### YOUR ASSIGNMENT
Transcribe every record exactly.
"""
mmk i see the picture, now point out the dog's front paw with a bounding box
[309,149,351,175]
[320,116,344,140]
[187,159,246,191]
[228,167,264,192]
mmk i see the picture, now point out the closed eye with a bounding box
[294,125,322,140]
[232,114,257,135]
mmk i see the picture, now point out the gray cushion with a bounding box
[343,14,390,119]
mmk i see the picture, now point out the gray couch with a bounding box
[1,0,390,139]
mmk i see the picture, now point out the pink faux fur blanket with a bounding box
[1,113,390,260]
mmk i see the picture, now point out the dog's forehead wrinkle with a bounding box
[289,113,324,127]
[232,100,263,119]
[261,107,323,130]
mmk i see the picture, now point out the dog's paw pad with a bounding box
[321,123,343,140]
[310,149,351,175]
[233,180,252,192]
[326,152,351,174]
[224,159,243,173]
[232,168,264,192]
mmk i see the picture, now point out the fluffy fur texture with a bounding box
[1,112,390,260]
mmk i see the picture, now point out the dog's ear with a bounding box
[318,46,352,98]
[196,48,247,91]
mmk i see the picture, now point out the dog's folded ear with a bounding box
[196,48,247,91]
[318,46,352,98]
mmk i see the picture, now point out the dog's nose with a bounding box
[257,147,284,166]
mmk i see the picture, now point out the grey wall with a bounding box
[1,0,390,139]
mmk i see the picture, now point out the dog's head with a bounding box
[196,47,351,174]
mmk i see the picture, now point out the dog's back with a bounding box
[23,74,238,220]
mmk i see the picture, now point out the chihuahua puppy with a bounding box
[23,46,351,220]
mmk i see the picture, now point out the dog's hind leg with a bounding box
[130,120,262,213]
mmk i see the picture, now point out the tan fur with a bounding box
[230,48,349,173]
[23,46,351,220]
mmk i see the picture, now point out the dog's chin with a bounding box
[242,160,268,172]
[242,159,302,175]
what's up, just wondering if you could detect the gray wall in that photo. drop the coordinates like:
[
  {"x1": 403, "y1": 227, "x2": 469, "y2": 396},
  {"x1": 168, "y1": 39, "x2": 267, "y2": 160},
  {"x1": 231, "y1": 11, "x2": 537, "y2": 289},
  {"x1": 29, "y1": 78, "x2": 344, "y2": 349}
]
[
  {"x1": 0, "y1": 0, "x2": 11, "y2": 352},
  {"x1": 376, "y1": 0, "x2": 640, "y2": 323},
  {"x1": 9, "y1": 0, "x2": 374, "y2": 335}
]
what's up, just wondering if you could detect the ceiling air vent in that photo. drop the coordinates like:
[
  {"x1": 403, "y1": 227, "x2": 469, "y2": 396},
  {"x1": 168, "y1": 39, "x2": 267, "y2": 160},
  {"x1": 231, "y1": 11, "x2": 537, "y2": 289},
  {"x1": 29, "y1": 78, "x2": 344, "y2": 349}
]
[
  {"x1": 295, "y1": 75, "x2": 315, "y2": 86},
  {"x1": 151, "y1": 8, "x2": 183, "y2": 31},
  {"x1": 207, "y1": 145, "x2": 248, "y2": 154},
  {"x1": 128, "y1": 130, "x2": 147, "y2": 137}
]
"""
### TASK RESPONSE
mmk i see the picture, now point out the dog's front paw with a bounding box
[309,149,351,175]
[320,116,344,140]
[187,159,246,191]
[228,167,264,192]
mmk i see the picture, now point out the closed eye with a bounding box
[294,125,322,140]
[232,114,257,135]
mmk i see the picture, now point out the gray cushion with a bounding box
[343,14,390,119]
mmk i see the picture, now point out the gray couch with a bounding box
[1,0,390,139]
mmk i see the picture, now point out the pink faux fur blanket with a bounding box
[1,113,390,260]
mmk i see the picture, now point out the dog's forehead wrinkle with a bounding box
[289,113,324,127]
[232,100,263,119]
[261,107,323,130]
mmk i see the picture, now point out the dog's paw pad with a bounding box
[321,123,343,140]
[310,149,351,175]
[233,180,252,192]
[326,152,351,174]
[224,159,243,173]
[232,168,264,192]
mmk i see the picture, now point out the fluffy fur texture with a bounding box
[1,112,390,260]
mmk i see the picture, now point out the dog's ear with a bounding box
[318,46,352,98]
[196,48,247,91]
mmk i see the picture, now point out the dog's folded ear with a bounding box
[196,48,247,91]
[318,46,352,98]
mmk i see the picture, now point out the dog's nose with a bounding box
[257,147,284,166]
mmk i see the picture, now point out the grey wall with a bounding box
[1,0,390,139]
mmk i see the picture, now point out the dog's head with a bounding box
[196,47,351,174]
mmk i see the picture, now point out the dog's back with a bounding box
[23,74,238,220]
mmk i see the picture, now point out the chihuahua puppy with a bounding box
[23,46,351,220]
mmk i see the picture, now point out the dog's hind leg with a bounding box
[130,120,262,213]
mmk i see the picture, now point out the tan fur with a bounding box
[230,48,349,173]
[23,46,351,220]
mmk i see the picture, now point out the dog's chin with a bounding box
[242,160,268,172]
[242,159,302,175]
what's up, just wondering if you could detect the gray wall in that photo. drop the coordinates like:
[
  {"x1": 403, "y1": 227, "x2": 469, "y2": 396},
  {"x1": 168, "y1": 39, "x2": 267, "y2": 160},
  {"x1": 231, "y1": 11, "x2": 537, "y2": 289},
  {"x1": 29, "y1": 78, "x2": 344, "y2": 349}
]
[
  {"x1": 0, "y1": 0, "x2": 11, "y2": 352},
  {"x1": 376, "y1": 0, "x2": 640, "y2": 323},
  {"x1": 9, "y1": 0, "x2": 374, "y2": 335}
]
what's up, just wondering if you could detect the ceiling air vent in that photo. drop the coordinates like:
[
  {"x1": 403, "y1": 227, "x2": 469, "y2": 396},
  {"x1": 168, "y1": 39, "x2": 267, "y2": 160},
  {"x1": 231, "y1": 11, "x2": 537, "y2": 289},
  {"x1": 29, "y1": 78, "x2": 344, "y2": 349}
]
[
  {"x1": 295, "y1": 75, "x2": 315, "y2": 86},
  {"x1": 151, "y1": 8, "x2": 183, "y2": 31},
  {"x1": 207, "y1": 145, "x2": 248, "y2": 154},
  {"x1": 128, "y1": 130, "x2": 147, "y2": 137}
]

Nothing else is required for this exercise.